:: Records shown ::

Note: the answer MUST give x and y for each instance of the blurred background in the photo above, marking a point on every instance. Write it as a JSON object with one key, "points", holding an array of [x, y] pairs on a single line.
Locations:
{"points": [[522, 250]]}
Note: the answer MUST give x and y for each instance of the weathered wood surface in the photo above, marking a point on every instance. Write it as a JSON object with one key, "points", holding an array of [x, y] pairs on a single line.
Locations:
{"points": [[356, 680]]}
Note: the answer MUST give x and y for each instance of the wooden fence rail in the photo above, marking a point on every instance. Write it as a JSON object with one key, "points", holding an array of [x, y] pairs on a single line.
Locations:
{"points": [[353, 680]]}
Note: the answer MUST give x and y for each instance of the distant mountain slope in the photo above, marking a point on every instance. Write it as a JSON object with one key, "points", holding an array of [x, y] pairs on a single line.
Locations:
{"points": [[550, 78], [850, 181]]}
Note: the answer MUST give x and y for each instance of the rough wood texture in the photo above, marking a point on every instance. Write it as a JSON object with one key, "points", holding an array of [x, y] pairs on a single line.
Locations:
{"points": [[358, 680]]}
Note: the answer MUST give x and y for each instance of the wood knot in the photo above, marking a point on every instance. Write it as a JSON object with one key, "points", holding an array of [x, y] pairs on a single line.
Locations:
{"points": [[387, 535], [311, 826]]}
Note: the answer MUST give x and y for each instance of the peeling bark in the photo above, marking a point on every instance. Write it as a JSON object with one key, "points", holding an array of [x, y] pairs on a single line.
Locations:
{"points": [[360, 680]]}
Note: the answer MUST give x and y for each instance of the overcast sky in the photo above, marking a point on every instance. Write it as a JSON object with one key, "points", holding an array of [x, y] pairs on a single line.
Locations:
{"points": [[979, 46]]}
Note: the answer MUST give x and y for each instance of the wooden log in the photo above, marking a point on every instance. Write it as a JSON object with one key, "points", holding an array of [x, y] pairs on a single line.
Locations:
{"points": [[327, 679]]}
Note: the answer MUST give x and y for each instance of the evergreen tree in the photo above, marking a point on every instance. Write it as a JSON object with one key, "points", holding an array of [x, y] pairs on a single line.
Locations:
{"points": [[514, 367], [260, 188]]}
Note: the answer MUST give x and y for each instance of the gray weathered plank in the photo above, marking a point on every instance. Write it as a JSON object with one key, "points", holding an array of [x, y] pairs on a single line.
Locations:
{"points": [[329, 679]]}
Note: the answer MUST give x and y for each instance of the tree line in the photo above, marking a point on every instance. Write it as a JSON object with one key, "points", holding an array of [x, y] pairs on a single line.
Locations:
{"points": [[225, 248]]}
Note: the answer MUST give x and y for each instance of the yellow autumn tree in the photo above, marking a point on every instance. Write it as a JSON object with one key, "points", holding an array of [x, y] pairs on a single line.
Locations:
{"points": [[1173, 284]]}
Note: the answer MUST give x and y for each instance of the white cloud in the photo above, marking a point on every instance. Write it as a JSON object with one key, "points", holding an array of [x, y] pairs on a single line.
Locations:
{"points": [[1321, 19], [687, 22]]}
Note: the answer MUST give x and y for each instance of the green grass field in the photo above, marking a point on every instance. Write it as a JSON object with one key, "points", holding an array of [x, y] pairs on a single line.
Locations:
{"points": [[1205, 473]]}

:::
:: Records shown ::

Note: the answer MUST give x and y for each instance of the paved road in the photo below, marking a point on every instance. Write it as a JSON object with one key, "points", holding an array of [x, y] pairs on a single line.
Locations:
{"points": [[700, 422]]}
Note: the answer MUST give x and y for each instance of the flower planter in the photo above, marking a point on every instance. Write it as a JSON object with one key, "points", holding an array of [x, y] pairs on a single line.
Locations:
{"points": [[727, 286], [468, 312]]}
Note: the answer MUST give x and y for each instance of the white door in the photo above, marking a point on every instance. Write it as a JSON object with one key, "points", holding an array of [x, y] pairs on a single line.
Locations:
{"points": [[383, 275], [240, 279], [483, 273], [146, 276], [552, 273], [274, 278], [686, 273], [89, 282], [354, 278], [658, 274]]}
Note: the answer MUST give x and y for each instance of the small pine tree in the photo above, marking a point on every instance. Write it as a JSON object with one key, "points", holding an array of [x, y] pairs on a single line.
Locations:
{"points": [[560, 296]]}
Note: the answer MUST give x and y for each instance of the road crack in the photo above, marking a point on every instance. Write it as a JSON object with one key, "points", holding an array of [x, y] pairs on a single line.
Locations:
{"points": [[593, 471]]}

:::
:: Records shown ::

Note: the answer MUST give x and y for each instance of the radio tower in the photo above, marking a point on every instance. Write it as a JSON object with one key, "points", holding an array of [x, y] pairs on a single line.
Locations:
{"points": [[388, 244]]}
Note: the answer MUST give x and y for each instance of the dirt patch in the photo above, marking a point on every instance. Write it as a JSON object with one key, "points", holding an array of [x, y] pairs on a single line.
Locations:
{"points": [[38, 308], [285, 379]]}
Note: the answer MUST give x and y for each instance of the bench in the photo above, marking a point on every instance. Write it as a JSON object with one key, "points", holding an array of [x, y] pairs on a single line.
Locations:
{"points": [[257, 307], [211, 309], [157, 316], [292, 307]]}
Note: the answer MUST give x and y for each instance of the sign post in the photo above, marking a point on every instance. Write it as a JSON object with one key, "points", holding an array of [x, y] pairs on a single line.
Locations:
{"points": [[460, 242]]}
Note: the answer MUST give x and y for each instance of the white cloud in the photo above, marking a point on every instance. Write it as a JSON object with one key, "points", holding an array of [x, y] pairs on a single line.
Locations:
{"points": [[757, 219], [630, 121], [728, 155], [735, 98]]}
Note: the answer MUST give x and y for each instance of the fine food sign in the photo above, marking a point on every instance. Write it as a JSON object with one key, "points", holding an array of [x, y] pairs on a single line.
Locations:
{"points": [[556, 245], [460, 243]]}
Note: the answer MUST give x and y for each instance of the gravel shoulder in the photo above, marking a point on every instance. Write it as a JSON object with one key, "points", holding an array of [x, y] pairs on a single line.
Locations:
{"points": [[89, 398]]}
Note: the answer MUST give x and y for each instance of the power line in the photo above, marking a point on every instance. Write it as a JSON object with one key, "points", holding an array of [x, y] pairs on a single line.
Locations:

:::

**The task:**
Pull each line containing the word "tree" out of the data above.

**Response to the task:**
Note: the answer MUST give x and y for each instance of the evergreen tree in the photo above, marking a point on every instance. Write it as a JSON object with one key, "points", holding an array of [x, y] pairs on a single line.
Note: the answer MUST give x and y for each instance of the tree line in the photo above, marking a point on every instance. Write it as a JSON object with one key, "points", holding an array of [x, y] pairs on a single line.
Note: the answer MUST give x and y for each instance of the yellow autumn tree in the photo above, marking a point on every instance. Write it as a JSON object with one key, "points", holding an array of [x, y] pairs on a single line.
Note: the answer MUST give x and y for each instance of the small pine tree in the photo above, marking a point on every instance. Write it as a JSON object with one key, "points", holding an array of [x, y] pairs on a single line.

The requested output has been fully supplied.